The system shell was extensible, making it possible to define new commands. To get the parameters, the system would display the form which was to be filled out by the user. The input form had conventions for mandatory and optional input fields, which made it very easy to train new users.

Usage
Convergent Technologies' first product was the IWS (Integrated Workstation) based on the Intel 8086 processor, which had CTOS as its operating system. This was a modular operating system with built-in local area networking. CTOS supported multiple processes or threads, and message-based interprocess communication.

Companies that licensed CTOS included Bull (STARSYS), and Burroughs (BTOS) who later merged with Sperry to become Unisys. Unisys was the single largest customer and acquired Convergent Technologies in 1988. At its peak, CTOS had over 800,000 users worldwide.

- Requirement a
Copy the passage from the CTOS text starting at "The system shell" and ending at "800,000 users worldwide.".
The CTOS text and the records have no connection to each other.

- Data rows

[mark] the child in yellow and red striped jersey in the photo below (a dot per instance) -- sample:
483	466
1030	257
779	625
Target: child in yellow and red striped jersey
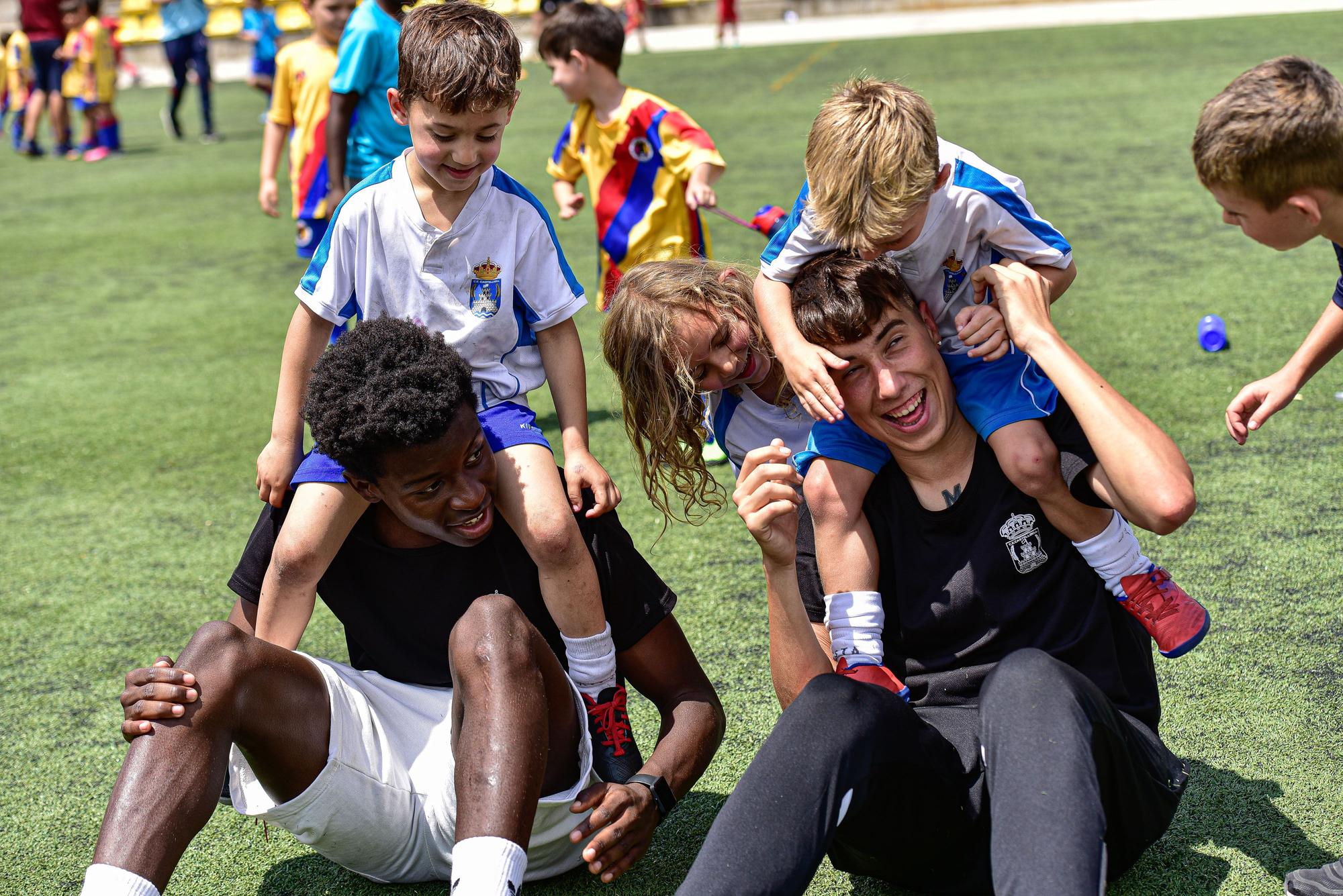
91	79
17	82
649	165
299	110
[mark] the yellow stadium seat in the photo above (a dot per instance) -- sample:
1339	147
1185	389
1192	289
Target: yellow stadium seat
151	28
130	30
292	16
225	21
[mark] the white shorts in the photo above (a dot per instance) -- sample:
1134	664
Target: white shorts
385	805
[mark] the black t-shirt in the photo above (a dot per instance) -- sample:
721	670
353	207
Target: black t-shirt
968	585
400	605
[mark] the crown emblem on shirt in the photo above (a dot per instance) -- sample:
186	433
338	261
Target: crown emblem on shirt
1017	526
487	270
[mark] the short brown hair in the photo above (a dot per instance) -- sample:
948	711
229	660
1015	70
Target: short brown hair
459	56
1277	129
872	157
592	28
839	298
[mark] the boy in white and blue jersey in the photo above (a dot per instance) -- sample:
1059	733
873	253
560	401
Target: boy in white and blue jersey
444	238
941	213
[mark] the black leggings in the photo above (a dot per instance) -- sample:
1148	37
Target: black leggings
1046	788
190	51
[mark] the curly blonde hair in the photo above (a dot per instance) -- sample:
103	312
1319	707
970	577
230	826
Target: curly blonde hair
663	409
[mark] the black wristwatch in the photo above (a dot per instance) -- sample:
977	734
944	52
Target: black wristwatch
661	791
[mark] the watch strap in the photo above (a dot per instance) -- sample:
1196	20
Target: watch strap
661	791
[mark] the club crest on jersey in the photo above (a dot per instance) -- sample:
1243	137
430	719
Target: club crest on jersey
641	148
953	275
487	287
1024	544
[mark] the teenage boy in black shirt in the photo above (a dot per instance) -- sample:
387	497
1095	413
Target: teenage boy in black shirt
1028	760
429	756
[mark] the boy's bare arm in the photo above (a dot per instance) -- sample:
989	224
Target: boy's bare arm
562	356
805	364
304	344
699	189
1260	400
272	148
1059	279
567	199
339	117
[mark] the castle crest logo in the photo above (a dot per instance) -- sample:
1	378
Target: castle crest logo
487	289
1024	542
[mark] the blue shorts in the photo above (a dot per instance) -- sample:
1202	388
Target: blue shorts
989	393
506	426
308	235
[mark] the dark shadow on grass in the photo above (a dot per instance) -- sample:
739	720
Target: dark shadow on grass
661	871
1224	809
1220	808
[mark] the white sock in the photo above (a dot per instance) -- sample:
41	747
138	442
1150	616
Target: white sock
109	881
592	662
855	620
488	867
1114	554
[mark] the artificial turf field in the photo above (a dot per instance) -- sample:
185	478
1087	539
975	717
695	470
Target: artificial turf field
146	305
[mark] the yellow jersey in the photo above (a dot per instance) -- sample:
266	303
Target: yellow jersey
92	71
637	166
18	64
300	102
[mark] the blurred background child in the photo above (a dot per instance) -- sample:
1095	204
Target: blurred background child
261	31
91	79
299	111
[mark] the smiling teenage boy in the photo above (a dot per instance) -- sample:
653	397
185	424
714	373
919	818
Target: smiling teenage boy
882	181
444	238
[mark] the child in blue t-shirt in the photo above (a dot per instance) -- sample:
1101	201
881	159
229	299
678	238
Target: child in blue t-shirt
361	132
261	31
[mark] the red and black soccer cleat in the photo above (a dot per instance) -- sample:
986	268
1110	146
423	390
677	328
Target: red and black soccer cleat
1174	619
616	757
875	674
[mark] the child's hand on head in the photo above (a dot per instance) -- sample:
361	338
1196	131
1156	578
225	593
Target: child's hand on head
269	197
809	375
584	471
276	468
982	328
699	193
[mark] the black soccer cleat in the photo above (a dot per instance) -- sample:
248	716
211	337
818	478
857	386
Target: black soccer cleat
616	757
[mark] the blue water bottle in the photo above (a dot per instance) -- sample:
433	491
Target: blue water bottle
1212	333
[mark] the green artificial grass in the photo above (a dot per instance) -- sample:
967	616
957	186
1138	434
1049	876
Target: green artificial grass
146	305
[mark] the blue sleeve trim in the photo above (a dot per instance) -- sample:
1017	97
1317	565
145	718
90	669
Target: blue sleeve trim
507	184
1338	289
315	268
790	224
972	177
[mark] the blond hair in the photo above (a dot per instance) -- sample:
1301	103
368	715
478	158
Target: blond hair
872	158
460	56
1275	130
663	409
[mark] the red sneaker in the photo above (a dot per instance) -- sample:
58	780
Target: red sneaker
1174	619
874	674
616	757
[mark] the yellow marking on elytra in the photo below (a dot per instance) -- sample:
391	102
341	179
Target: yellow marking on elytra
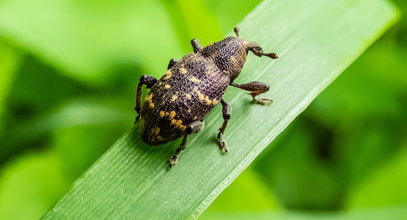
194	79
172	114
233	60
207	100
157	131
149	97
203	97
168	74
162	114
173	98
178	123
182	70
200	95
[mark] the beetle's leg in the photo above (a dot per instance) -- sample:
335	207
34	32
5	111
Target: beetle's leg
147	80
196	45
194	127
226	110
258	51
171	63
255	88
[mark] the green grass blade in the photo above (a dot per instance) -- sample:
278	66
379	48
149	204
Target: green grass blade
316	41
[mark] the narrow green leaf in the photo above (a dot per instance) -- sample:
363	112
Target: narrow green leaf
316	40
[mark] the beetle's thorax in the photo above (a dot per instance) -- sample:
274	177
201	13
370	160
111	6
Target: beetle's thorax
229	55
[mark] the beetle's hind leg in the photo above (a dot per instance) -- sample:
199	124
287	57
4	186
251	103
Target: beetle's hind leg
226	110
196	45
194	127
144	80
256	88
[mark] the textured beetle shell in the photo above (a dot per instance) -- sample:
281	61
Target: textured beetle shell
189	90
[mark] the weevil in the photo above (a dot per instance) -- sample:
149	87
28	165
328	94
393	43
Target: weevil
178	102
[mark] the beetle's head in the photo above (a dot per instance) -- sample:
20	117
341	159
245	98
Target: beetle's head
230	54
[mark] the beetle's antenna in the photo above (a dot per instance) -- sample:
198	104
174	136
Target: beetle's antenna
236	30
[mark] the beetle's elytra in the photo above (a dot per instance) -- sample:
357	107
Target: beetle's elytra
178	102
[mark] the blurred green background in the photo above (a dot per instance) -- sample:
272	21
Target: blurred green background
68	74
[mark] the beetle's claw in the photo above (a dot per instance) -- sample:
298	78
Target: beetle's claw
262	101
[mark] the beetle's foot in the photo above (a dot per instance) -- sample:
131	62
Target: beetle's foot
223	146
262	101
173	160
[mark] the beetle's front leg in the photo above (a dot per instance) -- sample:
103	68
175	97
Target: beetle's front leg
147	80
255	88
226	110
194	127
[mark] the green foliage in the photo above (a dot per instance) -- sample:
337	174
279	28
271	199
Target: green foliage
68	72
130	180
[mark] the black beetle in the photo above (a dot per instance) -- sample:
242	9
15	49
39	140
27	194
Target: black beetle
178	102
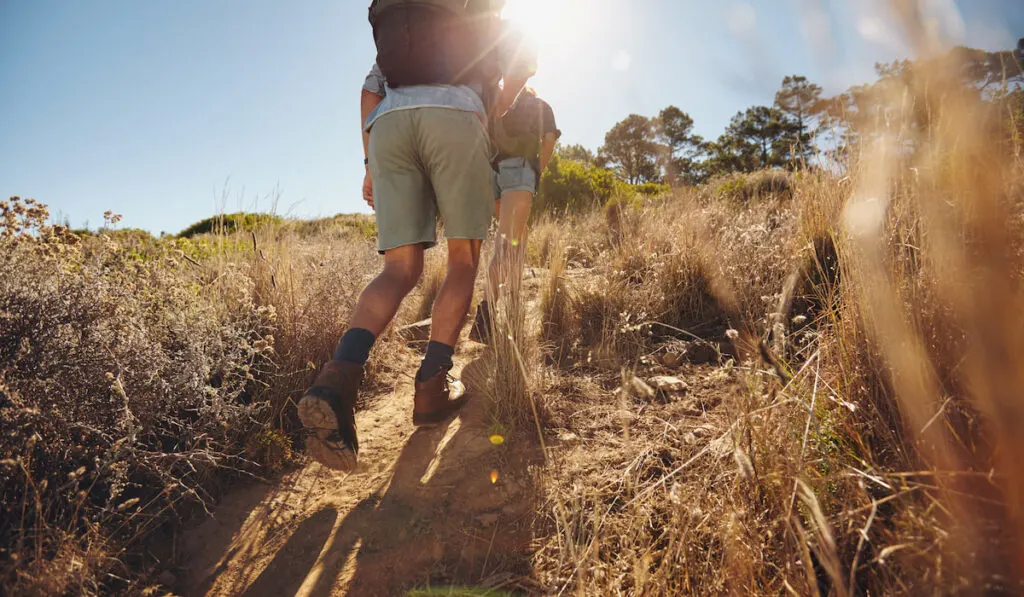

- Requirement b
Turn the lines of the records into a numbered list, starting at the line containing "[mark] the beetle's front" and ending at the end of the records, with blank lines dropped. Leave out the pictures.

- Task response a
The system shell was extensible, making it possible to define new commands. To get the parameters, the system would display the form which was to be filled out by the user. The input form had conventions for mandatory and optional input fields, which made it very easy to train new users.

Usage
Convergent Technologies' first product was the IWS (Integrated Workstation) based on the Intel 8086 processor, which had CTOS as its operating system. This was a modular operating system with built-in local area networking. CTOS supported multiple processes or threads, and message-based interprocess communication.

Companies that licensed CTOS included Bull (STARSYS), and Burroughs (BTOS) who later merged with Sperry to become Unisys. Unisys was the single largest customer and acquired Convergent Technologies in 1988. At its peak, CTOS had over 800,000 users worldwide.

- Task response b
1. [mark] the beetle's front leg in the photo above (a dot per instance) -- sample:
2. 103	68
3. 175	97
4. Target: beetle's front leg
5. 147	80
6. 255	88
7. 226	110
8. 194	127
9. [mark] the green foliage in the photo above (a dot per instance) -- sample:
10. 337	174
11. 279	28
12. 271	199
13. Target: green foliage
14. 68	72
15. 130	180
16. [mark] the black beetle in the photo above (a dot per instance) -- sample:
17. 242	9
18. 15	49
19. 39	140
20. 27	194
21. Target: black beetle
22. 178	102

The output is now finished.